Dataset entries
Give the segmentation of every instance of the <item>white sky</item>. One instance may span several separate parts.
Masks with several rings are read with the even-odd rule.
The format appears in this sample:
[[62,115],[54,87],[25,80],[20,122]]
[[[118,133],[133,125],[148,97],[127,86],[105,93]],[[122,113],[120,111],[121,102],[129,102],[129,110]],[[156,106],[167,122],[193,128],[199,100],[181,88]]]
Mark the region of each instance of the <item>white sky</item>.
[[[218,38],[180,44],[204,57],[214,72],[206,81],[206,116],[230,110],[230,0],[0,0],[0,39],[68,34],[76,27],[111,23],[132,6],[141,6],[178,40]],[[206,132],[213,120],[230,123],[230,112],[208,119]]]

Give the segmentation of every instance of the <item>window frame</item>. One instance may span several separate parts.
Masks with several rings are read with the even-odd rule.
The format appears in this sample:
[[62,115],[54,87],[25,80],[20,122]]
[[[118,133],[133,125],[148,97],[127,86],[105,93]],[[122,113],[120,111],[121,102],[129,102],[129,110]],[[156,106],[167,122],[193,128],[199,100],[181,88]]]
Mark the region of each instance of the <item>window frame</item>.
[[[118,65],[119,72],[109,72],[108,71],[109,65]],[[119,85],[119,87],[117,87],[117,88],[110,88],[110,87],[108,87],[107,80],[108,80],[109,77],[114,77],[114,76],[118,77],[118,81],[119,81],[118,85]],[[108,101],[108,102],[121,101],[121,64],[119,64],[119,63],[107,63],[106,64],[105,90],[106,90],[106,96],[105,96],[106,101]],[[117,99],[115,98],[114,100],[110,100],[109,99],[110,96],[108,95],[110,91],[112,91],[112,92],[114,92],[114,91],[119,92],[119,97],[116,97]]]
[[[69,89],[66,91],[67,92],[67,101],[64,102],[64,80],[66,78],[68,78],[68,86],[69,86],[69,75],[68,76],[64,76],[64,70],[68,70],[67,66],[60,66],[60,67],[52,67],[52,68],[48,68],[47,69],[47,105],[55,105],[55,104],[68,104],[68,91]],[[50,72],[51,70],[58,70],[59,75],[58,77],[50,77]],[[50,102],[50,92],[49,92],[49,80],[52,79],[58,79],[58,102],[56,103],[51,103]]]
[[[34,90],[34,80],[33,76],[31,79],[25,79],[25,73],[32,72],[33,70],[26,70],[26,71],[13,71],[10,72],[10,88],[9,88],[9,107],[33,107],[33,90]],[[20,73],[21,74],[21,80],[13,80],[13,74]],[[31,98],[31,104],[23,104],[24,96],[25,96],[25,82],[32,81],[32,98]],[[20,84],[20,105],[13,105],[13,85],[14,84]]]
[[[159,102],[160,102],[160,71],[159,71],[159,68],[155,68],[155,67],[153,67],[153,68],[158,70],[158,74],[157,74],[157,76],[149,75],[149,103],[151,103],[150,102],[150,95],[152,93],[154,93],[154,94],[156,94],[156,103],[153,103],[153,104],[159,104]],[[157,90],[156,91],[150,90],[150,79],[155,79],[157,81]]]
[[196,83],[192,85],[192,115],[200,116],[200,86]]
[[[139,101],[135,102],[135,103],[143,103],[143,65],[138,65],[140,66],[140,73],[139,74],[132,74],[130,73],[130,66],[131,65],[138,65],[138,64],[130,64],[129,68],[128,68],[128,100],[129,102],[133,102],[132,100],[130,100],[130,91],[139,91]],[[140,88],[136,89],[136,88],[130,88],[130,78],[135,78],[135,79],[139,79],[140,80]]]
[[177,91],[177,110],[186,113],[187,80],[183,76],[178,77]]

### AIM OF THE EXERCISE
Print every record above exactly as it stands.

### REPLY TO THE TASK
Give the segmentation of every instance of the <item>white sky</item>. One instance may span several separate parts.
Masks with several rings are read with the even-odd rule.
The format appears in this sample:
[[62,115],[54,87],[25,80],[20,122]]
[[[118,133],[133,125],[148,97],[127,86],[105,93]],[[122,113],[120,111],[121,102],[129,102],[129,110]],[[156,106],[167,122],[193,128],[199,100],[181,88]]]
Mark the region of each instance of the <item>white sky</item>.
[[[218,38],[180,44],[204,57],[214,72],[206,81],[206,116],[230,110],[230,0],[0,0],[0,39],[68,34],[76,27],[111,23],[132,6],[141,6],[178,40]],[[206,132],[213,120],[230,123],[230,112],[208,119]]]

Give the segmentation of every instance of the <item>window frame</item>. One instance may span several separate parts.
Masks with several rings are read with the even-odd rule.
The format appears in this sample:
[[62,115],[54,87],[25,80],[20,122]]
[[[118,133],[133,125],[148,97],[127,86],[105,93]],[[122,113],[120,111],[121,102],[129,102],[129,110]],[[156,106],[167,122],[193,128],[199,100],[181,88]]]
Mark the region of each instance of the <item>window frame</item>.
[[[118,65],[119,72],[109,72],[108,71],[109,65]],[[119,85],[119,87],[117,87],[117,88],[110,88],[110,87],[108,87],[107,80],[108,80],[109,77],[114,77],[114,76],[118,77],[118,81],[119,81],[118,85]],[[108,101],[108,102],[121,101],[121,64],[119,64],[119,63],[107,63],[106,64],[105,90],[106,90],[106,96],[105,96],[106,101]],[[117,99],[115,98],[114,100],[110,100],[109,99],[110,96],[108,95],[110,91],[112,91],[112,92],[114,92],[114,91],[119,92],[119,97],[116,97]]]
[[[69,89],[66,91],[67,92],[67,101],[64,102],[64,80],[66,78],[68,78],[68,86],[69,86],[69,75],[68,76],[64,76],[64,70],[68,70],[67,66],[60,66],[60,67],[52,67],[52,68],[48,68],[47,69],[47,105],[55,105],[55,104],[68,104],[68,91]],[[50,72],[51,70],[58,70],[59,75],[58,77],[50,77]],[[50,102],[50,92],[49,92],[49,80],[52,79],[58,79],[58,102],[56,103],[51,103]]]
[[[34,90],[34,80],[33,76],[31,79],[25,79],[25,73],[32,72],[33,70],[26,70],[26,71],[13,71],[10,72],[10,88],[9,88],[9,107],[33,107],[33,90]],[[20,73],[21,74],[21,80],[13,80],[13,74]],[[31,98],[31,104],[23,104],[24,96],[25,96],[25,82],[32,81],[32,98]],[[20,84],[20,105],[13,105],[13,85],[14,84]]]
[[[159,102],[160,102],[160,71],[159,71],[159,68],[155,68],[155,67],[153,67],[153,68],[158,70],[158,74],[157,74],[157,76],[149,75],[149,103],[151,103],[150,102],[150,95],[152,93],[154,93],[154,94],[156,94],[156,103],[153,103],[153,104],[159,104]],[[157,90],[156,91],[150,90],[150,79],[155,79],[157,81]]]
[[196,83],[192,85],[192,115],[200,116],[200,86]]
[[[139,101],[135,102],[135,103],[143,103],[143,65],[138,65],[140,66],[140,73],[139,74],[132,74],[130,73],[130,66],[131,65],[138,65],[138,64],[130,64],[129,68],[128,68],[128,100],[129,102],[133,102],[132,100],[130,100],[130,91],[139,91]],[[140,88],[136,89],[136,88],[130,88],[130,78],[135,78],[135,79],[139,79],[140,80]]]
[[177,91],[177,110],[186,113],[187,80],[183,76],[178,77]]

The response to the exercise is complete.